══ EXERCISE PASSAGE ══

Benidorm has three major beaches: Playa de Levante (Valencian: Platja de Llevant), Playa de Poniente (Valencian: Platja de Ponent) and Playa de Mal Pas (Valencian: Platja del Mal Pas); all of them have had a blue flag since 1987, the maximum quality standard recognised by the European Union. The Gran Hotel Bali, a four-star hotel located in this city since 2002, is a 186-metre-tall building that stood as the tallest skyscraper in Spain for five years, until it was surpassed by the CTBA towers in Madrid and Intempo building, also in Benidorm. The Intempo building is currently the fifth-tallest in Spain and the tallest building in the Valencian Community.

Benidorm is popular with tourists from the UK, Ireland, Norway, Belgium and the Netherlands. Benidorm's initial growth in popularity can be attributed to the package holiday explosion, and continues year round, due to the night-life based around the central concentration of bars and clubs. There is a large number of free cabaret acts that start around 21:00 and continue into the early hours, while pubs, which are mostly of the British style, can operate until 3 am.

═══

• QUESTIONS:
[1] For each statement (a), (b), (c), decide whether it agrees with the passage on Benidorm, answering yes or no and quoting the words that decide it.
(a) All three of Benidorm's major beaches have held a blue flag since 1987.
(b) The Gran Hotel Bali is a five-star hotel.
(c) Pubs in Benidorm can operate until 3 am.
[2] Using the passage on Benidorm, answer each question.
(a) How tall is the Gran Hotel Bali?
(b) At about what time do the free cabaret acts start?
(c) Which building is the tallest in the Valencian Community?
[3] Extend the passage on Benidorm, starting after its last sentence.
The rows that come after this passage on Benidorm have no connection to it.

══ DATASET ENTRIES ══

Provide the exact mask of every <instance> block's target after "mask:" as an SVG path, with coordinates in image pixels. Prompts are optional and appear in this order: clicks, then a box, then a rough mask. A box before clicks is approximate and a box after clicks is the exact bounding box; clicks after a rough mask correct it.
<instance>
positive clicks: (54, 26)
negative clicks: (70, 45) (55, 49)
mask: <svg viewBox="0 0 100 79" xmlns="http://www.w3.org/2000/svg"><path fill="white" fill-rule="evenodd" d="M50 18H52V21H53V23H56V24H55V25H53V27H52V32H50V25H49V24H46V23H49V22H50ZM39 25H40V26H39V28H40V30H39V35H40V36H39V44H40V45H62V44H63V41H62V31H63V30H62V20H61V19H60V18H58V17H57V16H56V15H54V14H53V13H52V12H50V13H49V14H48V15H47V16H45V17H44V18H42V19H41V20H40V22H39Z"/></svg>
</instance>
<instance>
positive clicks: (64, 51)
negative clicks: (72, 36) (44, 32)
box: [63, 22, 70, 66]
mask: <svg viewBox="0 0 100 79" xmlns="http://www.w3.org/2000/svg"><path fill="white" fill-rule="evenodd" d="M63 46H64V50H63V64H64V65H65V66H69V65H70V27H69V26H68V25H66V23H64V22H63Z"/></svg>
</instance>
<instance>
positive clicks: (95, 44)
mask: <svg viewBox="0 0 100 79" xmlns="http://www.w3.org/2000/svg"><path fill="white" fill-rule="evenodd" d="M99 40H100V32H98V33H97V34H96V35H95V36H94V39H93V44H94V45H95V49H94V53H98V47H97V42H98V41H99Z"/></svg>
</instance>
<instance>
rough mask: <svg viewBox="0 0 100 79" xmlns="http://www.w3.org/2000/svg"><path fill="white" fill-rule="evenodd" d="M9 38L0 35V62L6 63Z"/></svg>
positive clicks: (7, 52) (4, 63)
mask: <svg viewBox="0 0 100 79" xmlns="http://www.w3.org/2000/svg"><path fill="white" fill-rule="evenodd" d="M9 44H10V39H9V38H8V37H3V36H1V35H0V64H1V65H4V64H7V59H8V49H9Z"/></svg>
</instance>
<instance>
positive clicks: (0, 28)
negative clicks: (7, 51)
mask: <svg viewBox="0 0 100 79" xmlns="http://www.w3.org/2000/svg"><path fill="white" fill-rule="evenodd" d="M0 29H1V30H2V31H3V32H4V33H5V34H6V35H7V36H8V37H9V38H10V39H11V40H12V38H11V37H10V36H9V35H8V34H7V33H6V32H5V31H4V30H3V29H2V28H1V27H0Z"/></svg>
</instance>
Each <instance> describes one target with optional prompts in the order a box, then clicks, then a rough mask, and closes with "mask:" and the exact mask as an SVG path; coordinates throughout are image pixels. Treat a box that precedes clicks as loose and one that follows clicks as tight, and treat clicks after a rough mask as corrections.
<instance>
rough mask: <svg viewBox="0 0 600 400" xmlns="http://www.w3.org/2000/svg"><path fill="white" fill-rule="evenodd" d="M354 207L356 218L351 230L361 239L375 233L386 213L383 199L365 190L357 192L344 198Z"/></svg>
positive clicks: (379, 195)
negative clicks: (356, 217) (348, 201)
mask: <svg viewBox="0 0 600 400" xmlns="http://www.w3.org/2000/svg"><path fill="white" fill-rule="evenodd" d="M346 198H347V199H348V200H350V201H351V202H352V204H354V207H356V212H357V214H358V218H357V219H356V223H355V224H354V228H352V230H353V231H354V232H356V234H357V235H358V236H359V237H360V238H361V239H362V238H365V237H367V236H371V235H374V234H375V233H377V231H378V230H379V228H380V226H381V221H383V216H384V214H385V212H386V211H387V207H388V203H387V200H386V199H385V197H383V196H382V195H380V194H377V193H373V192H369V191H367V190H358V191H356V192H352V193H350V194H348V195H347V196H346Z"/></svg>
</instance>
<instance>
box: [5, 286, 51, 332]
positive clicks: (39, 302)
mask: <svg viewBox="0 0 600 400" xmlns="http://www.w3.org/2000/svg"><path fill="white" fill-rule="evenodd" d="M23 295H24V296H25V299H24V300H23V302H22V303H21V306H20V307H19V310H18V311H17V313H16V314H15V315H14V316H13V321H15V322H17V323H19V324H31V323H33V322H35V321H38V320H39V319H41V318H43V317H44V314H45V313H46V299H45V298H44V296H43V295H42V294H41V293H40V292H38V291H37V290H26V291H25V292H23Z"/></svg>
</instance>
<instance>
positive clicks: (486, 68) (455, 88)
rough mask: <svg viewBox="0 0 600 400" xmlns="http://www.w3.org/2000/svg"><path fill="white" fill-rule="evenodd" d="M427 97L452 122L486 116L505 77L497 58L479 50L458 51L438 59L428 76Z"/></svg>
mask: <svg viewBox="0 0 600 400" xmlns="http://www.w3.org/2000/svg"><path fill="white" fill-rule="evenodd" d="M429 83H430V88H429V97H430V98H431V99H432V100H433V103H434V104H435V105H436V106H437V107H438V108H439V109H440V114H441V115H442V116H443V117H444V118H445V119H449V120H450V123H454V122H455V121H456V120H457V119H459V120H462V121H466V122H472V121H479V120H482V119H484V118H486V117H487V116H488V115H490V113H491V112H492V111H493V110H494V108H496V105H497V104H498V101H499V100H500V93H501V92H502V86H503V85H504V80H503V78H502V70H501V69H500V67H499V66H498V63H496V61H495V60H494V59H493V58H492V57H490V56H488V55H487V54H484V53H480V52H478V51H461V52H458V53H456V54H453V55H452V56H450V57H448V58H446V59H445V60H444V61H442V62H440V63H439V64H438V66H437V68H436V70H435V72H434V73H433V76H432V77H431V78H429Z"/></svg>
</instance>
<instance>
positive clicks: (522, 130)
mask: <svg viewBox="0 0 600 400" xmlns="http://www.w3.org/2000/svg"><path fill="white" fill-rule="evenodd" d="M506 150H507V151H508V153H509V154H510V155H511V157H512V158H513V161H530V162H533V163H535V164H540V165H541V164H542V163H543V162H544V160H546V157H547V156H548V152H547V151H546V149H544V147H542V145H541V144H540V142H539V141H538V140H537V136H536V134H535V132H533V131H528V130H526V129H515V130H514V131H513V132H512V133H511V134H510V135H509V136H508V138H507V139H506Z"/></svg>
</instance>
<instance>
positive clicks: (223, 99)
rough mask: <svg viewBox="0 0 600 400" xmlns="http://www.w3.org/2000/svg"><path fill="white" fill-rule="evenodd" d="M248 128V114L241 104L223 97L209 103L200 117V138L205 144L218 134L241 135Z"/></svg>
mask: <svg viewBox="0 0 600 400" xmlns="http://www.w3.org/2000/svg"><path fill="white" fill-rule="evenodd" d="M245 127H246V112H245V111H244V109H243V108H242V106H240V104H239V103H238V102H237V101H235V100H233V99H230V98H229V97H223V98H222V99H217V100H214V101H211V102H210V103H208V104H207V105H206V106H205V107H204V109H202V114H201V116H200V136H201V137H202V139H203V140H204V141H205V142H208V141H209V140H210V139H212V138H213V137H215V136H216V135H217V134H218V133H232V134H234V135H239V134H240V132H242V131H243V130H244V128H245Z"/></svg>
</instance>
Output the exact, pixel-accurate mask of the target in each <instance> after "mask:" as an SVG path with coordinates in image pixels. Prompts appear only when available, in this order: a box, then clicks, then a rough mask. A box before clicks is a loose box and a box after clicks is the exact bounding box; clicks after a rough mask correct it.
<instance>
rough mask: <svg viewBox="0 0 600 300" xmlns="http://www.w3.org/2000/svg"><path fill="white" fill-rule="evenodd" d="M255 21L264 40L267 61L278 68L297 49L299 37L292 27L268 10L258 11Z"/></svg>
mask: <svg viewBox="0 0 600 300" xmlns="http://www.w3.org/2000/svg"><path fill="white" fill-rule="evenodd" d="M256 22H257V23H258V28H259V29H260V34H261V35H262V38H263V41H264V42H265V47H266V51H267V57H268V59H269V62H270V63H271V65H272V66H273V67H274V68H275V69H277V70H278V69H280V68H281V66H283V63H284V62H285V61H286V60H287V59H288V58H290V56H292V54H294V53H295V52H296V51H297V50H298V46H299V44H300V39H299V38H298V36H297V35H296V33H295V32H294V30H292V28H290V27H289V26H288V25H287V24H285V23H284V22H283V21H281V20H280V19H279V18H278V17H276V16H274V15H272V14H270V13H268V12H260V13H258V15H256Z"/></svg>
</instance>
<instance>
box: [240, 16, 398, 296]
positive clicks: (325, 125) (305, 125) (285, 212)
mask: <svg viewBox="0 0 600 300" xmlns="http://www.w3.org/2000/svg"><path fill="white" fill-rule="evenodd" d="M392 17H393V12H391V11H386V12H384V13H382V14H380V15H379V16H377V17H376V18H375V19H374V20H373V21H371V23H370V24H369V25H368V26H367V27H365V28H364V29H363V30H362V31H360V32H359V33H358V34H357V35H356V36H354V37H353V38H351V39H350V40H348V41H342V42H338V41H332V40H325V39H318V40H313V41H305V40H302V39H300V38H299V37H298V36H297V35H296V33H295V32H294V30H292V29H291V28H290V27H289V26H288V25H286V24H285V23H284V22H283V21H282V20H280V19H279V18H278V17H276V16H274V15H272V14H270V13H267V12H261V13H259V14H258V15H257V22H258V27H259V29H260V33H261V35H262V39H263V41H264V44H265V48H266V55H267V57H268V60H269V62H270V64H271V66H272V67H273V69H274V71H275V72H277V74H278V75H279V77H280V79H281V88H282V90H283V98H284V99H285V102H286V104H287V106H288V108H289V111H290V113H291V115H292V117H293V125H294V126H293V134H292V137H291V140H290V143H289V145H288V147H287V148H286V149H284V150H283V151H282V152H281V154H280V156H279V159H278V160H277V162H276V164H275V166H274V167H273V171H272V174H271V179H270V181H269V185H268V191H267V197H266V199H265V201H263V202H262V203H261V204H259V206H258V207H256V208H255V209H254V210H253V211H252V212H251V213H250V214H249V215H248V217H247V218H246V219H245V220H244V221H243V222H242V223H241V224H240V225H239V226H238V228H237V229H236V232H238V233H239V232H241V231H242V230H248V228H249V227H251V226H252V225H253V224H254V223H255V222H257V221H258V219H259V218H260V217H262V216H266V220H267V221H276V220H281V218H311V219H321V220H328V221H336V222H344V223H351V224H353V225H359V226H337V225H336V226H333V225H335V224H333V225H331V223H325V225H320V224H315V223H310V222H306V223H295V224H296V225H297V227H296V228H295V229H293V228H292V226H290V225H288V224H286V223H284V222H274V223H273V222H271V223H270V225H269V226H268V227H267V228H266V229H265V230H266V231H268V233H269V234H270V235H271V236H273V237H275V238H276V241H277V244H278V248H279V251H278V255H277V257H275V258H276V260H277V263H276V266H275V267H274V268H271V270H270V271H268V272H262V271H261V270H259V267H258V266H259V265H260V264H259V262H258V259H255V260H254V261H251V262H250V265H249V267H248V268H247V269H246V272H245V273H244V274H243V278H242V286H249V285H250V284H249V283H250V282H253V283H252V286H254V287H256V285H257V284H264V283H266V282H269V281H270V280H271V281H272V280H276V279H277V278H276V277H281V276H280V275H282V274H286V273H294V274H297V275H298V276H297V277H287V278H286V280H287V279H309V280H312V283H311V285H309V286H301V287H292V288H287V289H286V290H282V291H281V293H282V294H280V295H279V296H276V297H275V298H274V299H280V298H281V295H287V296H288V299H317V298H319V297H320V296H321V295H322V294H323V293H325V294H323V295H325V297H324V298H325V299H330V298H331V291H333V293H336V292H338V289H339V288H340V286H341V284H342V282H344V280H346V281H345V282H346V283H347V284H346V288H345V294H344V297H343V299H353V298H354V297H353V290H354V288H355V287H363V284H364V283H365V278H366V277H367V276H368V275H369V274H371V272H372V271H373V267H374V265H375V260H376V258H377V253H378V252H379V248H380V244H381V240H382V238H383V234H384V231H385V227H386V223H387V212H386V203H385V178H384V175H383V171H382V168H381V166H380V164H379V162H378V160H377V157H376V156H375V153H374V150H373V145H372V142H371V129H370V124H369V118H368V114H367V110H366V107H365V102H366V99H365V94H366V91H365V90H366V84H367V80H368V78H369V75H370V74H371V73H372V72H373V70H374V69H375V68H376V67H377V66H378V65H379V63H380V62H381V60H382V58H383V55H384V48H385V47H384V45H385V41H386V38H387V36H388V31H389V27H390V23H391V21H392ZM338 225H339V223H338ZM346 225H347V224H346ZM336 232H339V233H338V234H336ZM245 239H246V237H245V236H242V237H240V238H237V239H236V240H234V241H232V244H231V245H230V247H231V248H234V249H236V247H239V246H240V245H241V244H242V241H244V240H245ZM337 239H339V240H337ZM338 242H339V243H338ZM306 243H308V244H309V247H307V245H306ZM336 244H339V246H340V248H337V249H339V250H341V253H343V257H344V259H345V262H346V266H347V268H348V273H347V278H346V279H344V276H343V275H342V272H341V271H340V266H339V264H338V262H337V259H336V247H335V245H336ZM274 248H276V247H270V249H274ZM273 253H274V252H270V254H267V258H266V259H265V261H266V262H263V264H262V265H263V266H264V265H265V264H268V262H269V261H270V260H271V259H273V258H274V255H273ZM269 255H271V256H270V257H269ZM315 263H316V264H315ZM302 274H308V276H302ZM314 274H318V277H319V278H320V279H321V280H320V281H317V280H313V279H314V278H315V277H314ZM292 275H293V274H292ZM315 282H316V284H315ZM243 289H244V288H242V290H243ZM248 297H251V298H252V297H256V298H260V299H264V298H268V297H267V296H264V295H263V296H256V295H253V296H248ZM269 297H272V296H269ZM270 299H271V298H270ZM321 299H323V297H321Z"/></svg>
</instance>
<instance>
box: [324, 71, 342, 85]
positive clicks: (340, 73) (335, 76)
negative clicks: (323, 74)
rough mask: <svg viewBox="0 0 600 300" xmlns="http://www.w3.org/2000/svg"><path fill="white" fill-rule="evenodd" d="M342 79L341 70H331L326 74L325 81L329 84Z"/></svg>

═══

• EXPECTED OUTPUTS:
[1]
(a) Yes: "all of them have had a blue flag since 1987"
(b) No: "a four-star hotel located in this city since 2002"
(c) Yes: "can operate until 3 am"

[2]
(a) 186 metres
(b) Around 21:00
(c) The Intempo building

[3]
The author and Guardian journalist Giles Tremlett identified the city as the birthplace of "package tourism" in the book Ghosts of Spain: Travels Through a Country's Hidden Past, where he remarked that culturally the city contradicted the conservative notions of National Catholicism that General Franco had espoused. The accessibility of Benidorm to a wide gamut of social strata made the city into an ever so easy target for highbrow sarcasm, as by Jani Allan in the Sunday Times in 1990: "These days you just have to look at the numbers of wide-bodied jets bearing wide-bodied holidaymakers to Benidorm to realise that package holidays and airborne cattle trucks make fun in the sun accessible to everyone."

The city is quite popular with families. Also, many elderly people from northern Europe pass the winter there. This has ostensibly made the name of the city into something of a synonym for elderly people in those countries, as can be seen, for example, in the Flemish candid camera program Benidorm Bastards. Benidorm's mayor protested against the depiction of the city and demanded that its name be removed from the show's title because it "damages its image."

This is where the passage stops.